◆ PROMPT:
Report each line of the listing below that contains the string "mask". The match is case-sensitive.

● ● ● ● ● ● ●

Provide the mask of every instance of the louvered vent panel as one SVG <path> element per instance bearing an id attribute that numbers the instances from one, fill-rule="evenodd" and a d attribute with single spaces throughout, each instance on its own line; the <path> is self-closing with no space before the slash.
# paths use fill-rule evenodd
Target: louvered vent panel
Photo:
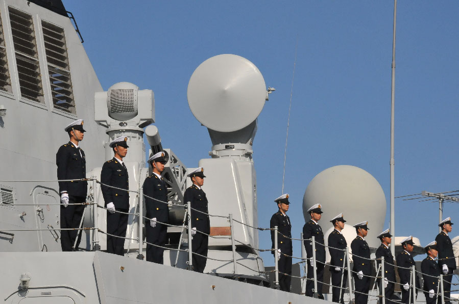
<path id="1" fill-rule="evenodd" d="M 118 89 L 110 90 L 110 102 L 112 113 L 134 112 L 134 90 Z"/>
<path id="2" fill-rule="evenodd" d="M 32 16 L 9 8 L 21 95 L 43 103 L 41 76 Z"/>
<path id="3" fill-rule="evenodd" d="M 2 197 L 2 204 L 13 204 L 14 202 L 12 190 L 0 188 L 0 196 Z"/>
<path id="4" fill-rule="evenodd" d="M 0 90 L 10 93 L 12 91 L 1 18 L 0 18 Z"/>
<path id="5" fill-rule="evenodd" d="M 41 20 L 55 108 L 76 114 L 64 29 Z"/>

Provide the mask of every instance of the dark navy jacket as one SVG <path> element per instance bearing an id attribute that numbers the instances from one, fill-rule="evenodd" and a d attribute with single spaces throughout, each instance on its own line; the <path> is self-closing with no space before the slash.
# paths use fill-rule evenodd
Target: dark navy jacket
<path id="1" fill-rule="evenodd" d="M 79 149 L 80 151 L 78 151 Z M 56 154 L 58 179 L 86 178 L 86 160 L 84 152 L 81 148 L 79 149 L 76 148 L 71 142 L 59 148 Z M 81 155 L 80 151 L 81 151 Z M 67 191 L 69 196 L 86 197 L 88 192 L 87 181 L 59 182 L 59 193 Z"/>
<path id="2" fill-rule="evenodd" d="M 104 184 L 101 188 L 106 207 L 109 203 L 113 203 L 115 209 L 129 210 L 129 192 L 104 185 L 129 190 L 127 170 L 115 157 L 104 163 L 101 173 L 101 182 Z"/>
<path id="3" fill-rule="evenodd" d="M 289 237 L 292 237 L 292 224 L 290 223 L 290 218 L 285 214 L 284 216 L 282 212 L 278 211 L 271 216 L 270 220 L 270 228 L 274 228 L 277 226 L 277 248 L 280 249 L 282 253 L 289 256 L 292 254 L 292 240 Z M 271 248 L 274 248 L 274 231 L 271 230 Z M 274 252 L 273 252 L 273 254 Z"/>
<path id="4" fill-rule="evenodd" d="M 143 182 L 143 194 L 161 201 L 167 202 L 167 186 L 162 178 L 159 178 L 156 174 L 152 174 Z M 145 198 L 146 216 L 149 218 L 156 218 L 161 223 L 169 222 L 169 208 L 167 204 L 161 203 L 149 198 Z"/>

● ● ● ● ● ● ●

◆ TASK ANSWER:
Provide the mask of every instance of the louvered vent panel as one SVG <path> element per instance bearing an id attribute that numbers the instances from one, fill-rule="evenodd" and a d attribute with single spaces throughout, each instance on its own line; the <path> is self-closing with no space before the slash.
Provide the mask of every instance of the dark navy jacket as one SVG <path> element per instance bearing an id attribute that numbers the instances from one, fill-rule="evenodd" and a d attribute with single spaces throughout, each instance on its own line; the <path> is self-closing with no space before the slash.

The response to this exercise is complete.